- [Extract to read]
____
Columnists: Ruth Mourik, DuneWorks

Published on: 13 Jun 2017

Free our minds!

Last week I had to make a difficult decision. My childhood home is going to be sold, my mother is getting too old to hold on to it. It is a beautiful and very big old farmhouse in the North of the Netherlands, one kilometer from the sea. The beautiful sand dunes can be seen from the kitchen. I had to decide whether or not to sell my own house in the south of the Netherlands and leave a lot behind and buy my mother’s house and move north. It was a difficult decision, not only because of all the emotions, but also because the farmhouse is situated in a reclaimed area, and therefore 6 meters below sea level. And I realized that if I want to create a legacy for my kids and grandchildren, buying a home that might be under water within a few decades might not be the best investment. Actually, predictions have shown that in a few decades the city where I live now might become the new sea shore. Suddenly the stories we all know about rising sea levels and disappearing countries and cities by the shore came home.  The sense of urgency that I already felt, but in a more detached form, became very personal. And this connected to a rising frustration I feel these past years.

Like many of you I am explicitly trying to put theory to practice, actively contributing to the transition to a more sustainable world, in particular with respect to energy. I am a researcher by origin, and try to provide both research based solutions to practice, and to inform research with empirical experience. In this role of researcher working on the ground and trying to be a doer.  But I more and more experience the tension between on the one hand the requirements from the scientific system and on the other hand the real-life needs of real-life people or stakeholders on the ground.

Therefore, I would like to invite you to start a discussion around the following question: is the rigid scientific system around publications, research set up and theme selection perhaps making it almost impossible for those researchers that would like to contribute to practice? And is the rigidity of the scientific system perhaps also making it too difficult for practitioners to access the relevant scientific knowledge and know-how of researchers?  

The scientific system underpinning energy related social sciences and humanities has a whole set of safeguards in place against paradigm shifts. Safeguards dealing with peer reviewed publishing, hypothesizing, creating statistically relevant outputs, experimenting, randomly controlled trials, and more. This means that knowledge and outputs are tested in multiple ways before being accepted in the scientific community. It means that a claim for innovation is being sent back from peer-review with the request to embed it in existing theoretical discussions, referencing all those that have said something that is related to the claim. It implies that a paper without much references, mostly based on empirical material is likely to be rejected. And it implies that any qualitative and or empirical paper needs to be able to demonstrate a serious scientific methodology for the set-up of for example a pilot. It also means that many researchers are forced to publish in preferred journals, listed as target journals by their research institute.
____
- [Direction a]
Print everything in the column from "Like many of" down to "on the ground.", word for word.

- [Data section]
____
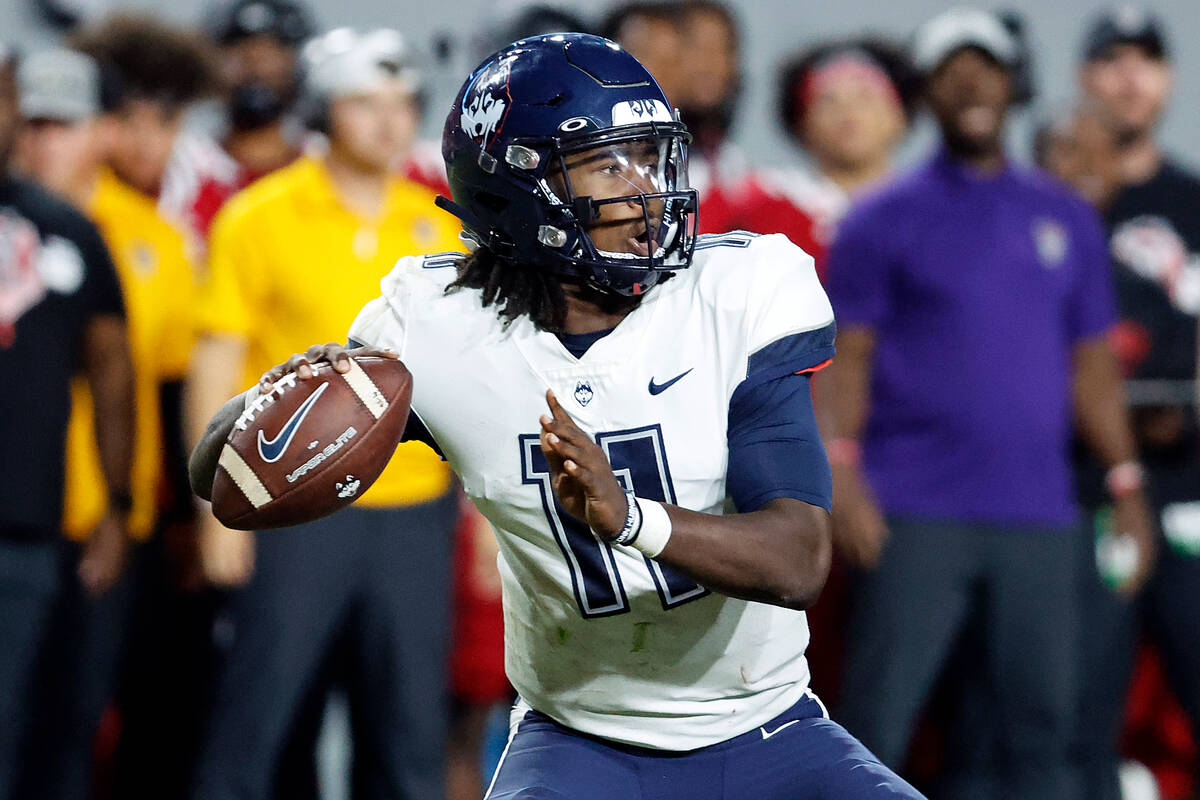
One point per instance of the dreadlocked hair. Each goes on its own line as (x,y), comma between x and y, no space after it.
(515,290)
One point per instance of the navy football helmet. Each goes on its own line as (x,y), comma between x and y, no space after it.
(545,109)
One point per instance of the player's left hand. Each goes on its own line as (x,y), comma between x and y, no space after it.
(1132,516)
(103,555)
(581,474)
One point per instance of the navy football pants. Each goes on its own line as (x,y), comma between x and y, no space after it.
(797,756)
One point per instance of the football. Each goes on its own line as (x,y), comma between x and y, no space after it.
(310,447)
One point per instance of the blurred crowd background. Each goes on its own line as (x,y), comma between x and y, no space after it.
(196,191)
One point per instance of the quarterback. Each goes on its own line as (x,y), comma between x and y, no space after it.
(628,404)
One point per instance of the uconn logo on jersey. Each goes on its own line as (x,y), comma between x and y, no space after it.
(583,392)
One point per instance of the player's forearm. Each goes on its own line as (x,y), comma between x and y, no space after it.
(778,554)
(1101,410)
(109,372)
(202,467)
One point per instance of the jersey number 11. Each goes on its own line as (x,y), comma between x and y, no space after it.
(640,462)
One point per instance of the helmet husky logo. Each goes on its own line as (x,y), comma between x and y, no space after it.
(583,392)
(483,108)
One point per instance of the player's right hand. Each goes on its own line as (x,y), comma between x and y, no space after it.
(859,530)
(301,362)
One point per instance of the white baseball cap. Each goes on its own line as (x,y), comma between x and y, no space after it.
(958,28)
(345,61)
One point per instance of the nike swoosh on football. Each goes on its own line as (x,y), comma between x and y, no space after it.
(271,450)
(657,389)
(786,725)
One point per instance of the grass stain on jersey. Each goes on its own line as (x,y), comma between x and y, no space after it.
(641,630)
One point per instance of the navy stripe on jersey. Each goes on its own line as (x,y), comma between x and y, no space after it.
(441,260)
(738,239)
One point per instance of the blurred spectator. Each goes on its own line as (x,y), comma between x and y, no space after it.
(511,19)
(293,258)
(1081,150)
(847,104)
(972,298)
(258,42)
(703,83)
(60,313)
(1153,222)
(649,30)
(76,125)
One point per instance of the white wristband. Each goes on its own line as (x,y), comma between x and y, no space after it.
(655,528)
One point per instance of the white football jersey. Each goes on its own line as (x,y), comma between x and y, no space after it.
(597,636)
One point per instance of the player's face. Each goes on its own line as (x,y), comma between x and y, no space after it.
(375,128)
(711,60)
(1131,86)
(970,94)
(625,169)
(144,134)
(1084,154)
(58,155)
(852,121)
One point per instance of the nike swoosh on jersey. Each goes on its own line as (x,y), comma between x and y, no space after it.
(271,450)
(767,734)
(657,389)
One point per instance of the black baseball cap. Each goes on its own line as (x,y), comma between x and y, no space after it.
(1126,25)
(232,20)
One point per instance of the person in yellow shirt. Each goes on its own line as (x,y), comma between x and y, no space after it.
(78,134)
(293,258)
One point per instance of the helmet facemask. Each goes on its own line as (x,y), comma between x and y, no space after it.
(622,215)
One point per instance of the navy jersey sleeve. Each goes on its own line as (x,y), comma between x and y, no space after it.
(793,354)
(1093,304)
(775,450)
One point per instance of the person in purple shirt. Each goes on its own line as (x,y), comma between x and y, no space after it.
(972,300)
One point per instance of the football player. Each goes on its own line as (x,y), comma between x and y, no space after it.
(629,407)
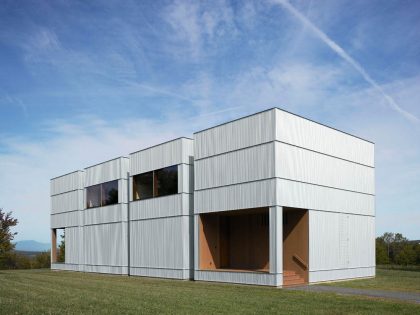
____
- [Direction b]
Return every line of the records that contains the string "nike", treating uppercase and lowercase as different.

- [Complete output a]
Like many of you I am explicitly trying to put theory to practice, actively contributing to the transition to a more sustainable world, in particular with respect to energy. I am a researcher by origin, and try to provide both research based solutions to practice, and to inform research with empirical experience. In this role of researcher working on the ground and trying to be a doer.  But I more and more experience the tension between on the one hand the requirements from the scientific system and on the other hand the real-life needs of real-life people or stakeholders on the ground.

- [Complete output b]
One point per instance of the nike swoosh on football. Each goes on its own line as (x,y), comma between x and y, no space after it.
One point per instance of the nike swoosh on jersey. Each goes on its own line as (x,y), comma between x and y, no space after it.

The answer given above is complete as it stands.